--- Text section ---
_ _ _ _ _ _ _

Women are critical to families in Haiti. GHESKIO builds their confidence, helps them develop their skills for autonomy, and creates options for how they want to live their lives. We've helped more than 5,000 women secure microcredit loans to start small businesses, pay school fees, and keep their children in school. We created vocational training so that women can start and build their own businesses. We've introduced programs that care for victims of sexual assault. These global health programs allow us to focus on not just the health of the patient but also the health of their entire family. 

These global health programs allow us to focus on not just the health of the patient but also the health of their entire family

When COVID-19 broke out in 2020, GHESKIO had the only reference laboratory in Haiti outside the Ministry of Health and was able to perform PCR tests before anyone in the country. Last year, despite the growing chaos, GHESKIO saw more than 100,000 patients at no cost.   

These kinds of successes aren't covered in the news. GHESKIO has worked in the impoverished and densely populated areas of Port-au-Prince for decades. Our community health workers are critical to getting people into treatment—often their first encounter with the medical system in Haiti.

Our strong bonds with the community have been essential for providing services. They have also been our human shield against the gangs for many years. When several GHESKIO staff were kidnapped this year, the kidnappers freed them without ransom after learning that they worked for the organization.  

An aerial image of what is referred to as a "Tent City" in Haiti.

_ _ _ _ _ _ _

--- What you will do ---
#1 In the GHESKIO text, how many patients did GHESKIO see at no cost last year?
#2 According to the GHESKIO text, what did the microcredit loans help women do? List every use it names.
#3 Write the next part of the text about GHESKIO's work in Haiti, starting after its last sentence.
The data after this text has no link to the GHESKIO text.

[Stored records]
_ _ _ _ _ _ _

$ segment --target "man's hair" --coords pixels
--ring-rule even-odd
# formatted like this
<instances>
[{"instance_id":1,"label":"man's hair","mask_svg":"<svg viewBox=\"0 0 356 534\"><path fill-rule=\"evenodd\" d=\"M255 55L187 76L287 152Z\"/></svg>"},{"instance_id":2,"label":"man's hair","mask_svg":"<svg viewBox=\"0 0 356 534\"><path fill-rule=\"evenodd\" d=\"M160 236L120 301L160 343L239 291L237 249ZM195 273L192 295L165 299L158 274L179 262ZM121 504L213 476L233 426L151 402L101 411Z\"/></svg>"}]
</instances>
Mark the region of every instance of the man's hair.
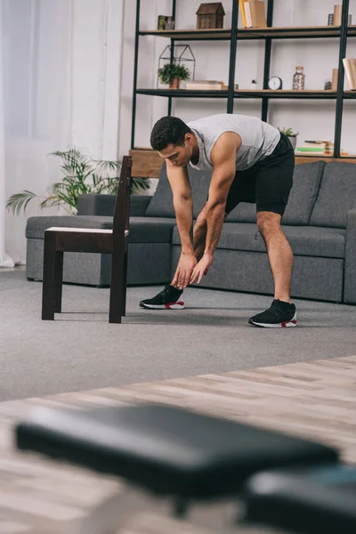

_ _ _ _ _ _ _

--- Solved problems ---
#1 More than 100,000 patients.

#2
- Start small businesses
- Pay school fees
- Keep their children in school

#3
An aerial image of a "Tent City" in Haiti, in 2010. Photo courtesy of GHESKIO

A Future in Haiti 

Today is different. These times are different. My country is being torn apart by ruthless gangs. According to the United Nations, the capital is mostly controlled by gangs who want to take control of the country.

I see the havoc they wreak every day as I travel to work in our downtown facility. They are operating at a new level of violence. Killings on the streets are random. Children and women are raped. Kidnappings occur daily. Entire neighborhoods have been burnt down. Businesses and government buildings are vandalized and looted. People are starving because the gangs have taken over the ports and the airport.

The chaos has taken over, and Haiti's already fragile health-care system is struggling more than ever. More than 38% of our staff have fled the country. This is the biggest brain drain the country has ever seen. It will take at least a decade to retrain and replace health-care workers in Haiti. 

People ask me if I'm afraid. There is no time to be afraid. GHESKIO is in the eye of a hurricane, and we need to push through to the other side. We will remain here and offer health care at the only health-care clinic in the middle of Port-au-Prince's dangerous and vulnerable downtown.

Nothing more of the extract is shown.